==== Passage to read

Introduction
Last Updated on June 7, 2022, by eNotes Editorial. Word Count: 1443
Terry Eagleton 1943-
(Full name Terrence Francis Eagleton) English critic, novelist, essayist, nonfiction writer, screenwriter, and playwright.
The following entry presents an overview of Eagleton's career through 1999.
An erudite scholar and influential cultural theorist, Terry Eagleton is widely regarded as the one of the foremost Marxist literary critics on the contemporary academic scene. With the publication of Marxism and Literary Criticism (1976) and Literary Theory (1983), a popular college text, Eagleton won recognition for producing highly informed though accessible works of literary criticism that explore the relationship between literature, history, and society. While Eagleton's Marxist perspective is clearly apparent in his writings, his work also demonstrates a regard for other theoretical approaches such as feminism and psychoanalysis. English by education as well as birth, Eagleton displays a notable concern for the history, politics, and culture of Ireland. By urging critics to move out of the isolation that academia tends to foster, he manifests a desire that criticism be used to promote a more equitable society.

========

Stated task a:
Count how many lines of the entries contain the string "grass", with case counting, and give only that number.

==== Provided entries

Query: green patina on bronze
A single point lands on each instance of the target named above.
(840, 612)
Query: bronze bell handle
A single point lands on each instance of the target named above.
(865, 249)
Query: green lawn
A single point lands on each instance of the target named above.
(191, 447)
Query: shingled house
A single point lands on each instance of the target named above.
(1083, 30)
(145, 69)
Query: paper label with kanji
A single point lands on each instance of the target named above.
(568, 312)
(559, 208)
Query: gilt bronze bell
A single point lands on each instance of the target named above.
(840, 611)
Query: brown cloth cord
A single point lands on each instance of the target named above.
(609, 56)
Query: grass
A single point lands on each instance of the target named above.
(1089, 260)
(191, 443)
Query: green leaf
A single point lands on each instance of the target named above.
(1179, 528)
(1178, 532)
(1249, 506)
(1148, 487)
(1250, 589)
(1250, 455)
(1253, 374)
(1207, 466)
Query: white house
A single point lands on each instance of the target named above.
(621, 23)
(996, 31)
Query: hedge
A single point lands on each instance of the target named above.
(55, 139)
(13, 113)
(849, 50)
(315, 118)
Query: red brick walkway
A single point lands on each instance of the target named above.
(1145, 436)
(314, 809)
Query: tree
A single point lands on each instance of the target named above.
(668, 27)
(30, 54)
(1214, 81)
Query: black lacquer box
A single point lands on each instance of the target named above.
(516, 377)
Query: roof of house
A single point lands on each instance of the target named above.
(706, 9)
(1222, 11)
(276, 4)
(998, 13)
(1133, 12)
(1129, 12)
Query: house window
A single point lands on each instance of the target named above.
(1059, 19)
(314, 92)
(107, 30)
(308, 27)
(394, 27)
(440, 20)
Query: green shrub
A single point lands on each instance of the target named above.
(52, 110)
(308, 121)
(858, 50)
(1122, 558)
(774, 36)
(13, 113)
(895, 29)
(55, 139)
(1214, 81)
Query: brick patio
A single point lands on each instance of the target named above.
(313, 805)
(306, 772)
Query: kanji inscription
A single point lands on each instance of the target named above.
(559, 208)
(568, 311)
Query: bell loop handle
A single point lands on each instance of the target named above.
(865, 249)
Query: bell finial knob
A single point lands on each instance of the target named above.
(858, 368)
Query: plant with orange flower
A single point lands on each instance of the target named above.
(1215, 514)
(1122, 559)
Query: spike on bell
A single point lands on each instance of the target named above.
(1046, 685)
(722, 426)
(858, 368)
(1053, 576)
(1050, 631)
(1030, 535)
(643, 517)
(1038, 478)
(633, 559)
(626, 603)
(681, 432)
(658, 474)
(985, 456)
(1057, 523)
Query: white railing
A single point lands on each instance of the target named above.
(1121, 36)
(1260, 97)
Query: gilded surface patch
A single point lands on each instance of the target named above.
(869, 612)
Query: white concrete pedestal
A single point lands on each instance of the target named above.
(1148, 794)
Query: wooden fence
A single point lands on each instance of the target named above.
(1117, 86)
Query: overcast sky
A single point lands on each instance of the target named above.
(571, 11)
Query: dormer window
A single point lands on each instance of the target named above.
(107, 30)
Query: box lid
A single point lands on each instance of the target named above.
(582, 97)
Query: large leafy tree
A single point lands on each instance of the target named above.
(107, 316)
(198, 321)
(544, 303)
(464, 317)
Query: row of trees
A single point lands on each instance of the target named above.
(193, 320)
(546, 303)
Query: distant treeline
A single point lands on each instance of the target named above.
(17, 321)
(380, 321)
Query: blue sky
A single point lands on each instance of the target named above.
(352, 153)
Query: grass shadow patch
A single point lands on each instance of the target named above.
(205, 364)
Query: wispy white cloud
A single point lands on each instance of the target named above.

========

Stated task b:
Pick up the overview of Terry Eagleton's career after its last sentence and carry it forward.

Response a:
2

Response b:
Biographical Information
Eagleton was born in Salford, England, where his father worked as an engineer. He attended local schools before studying at Cambridge University, where he received his B.A. in 1964. He earned his Ph.D. at Cambridge in 1968. While at Cambridge, he worked with the critic Raymond Williams, under whose influence he rejected the orthodoxies of New Criticism, a critical approach that treats the literary text as autonomous and unconnected to moral, historical, or political realities. Eagleton served as a fellow in English at Cambridge from 1964 to 1969 until moving to Oxford University. He was married from 1966 to 1976. At Oxford, he became a fellow and tutor in Poetry, a position that he held until 1989, when he became a lecturer in Critical Theory. Eagleton continues to work at Oxford, holding the post of Thomas Warton professor of English and Literature, which he received in 1992.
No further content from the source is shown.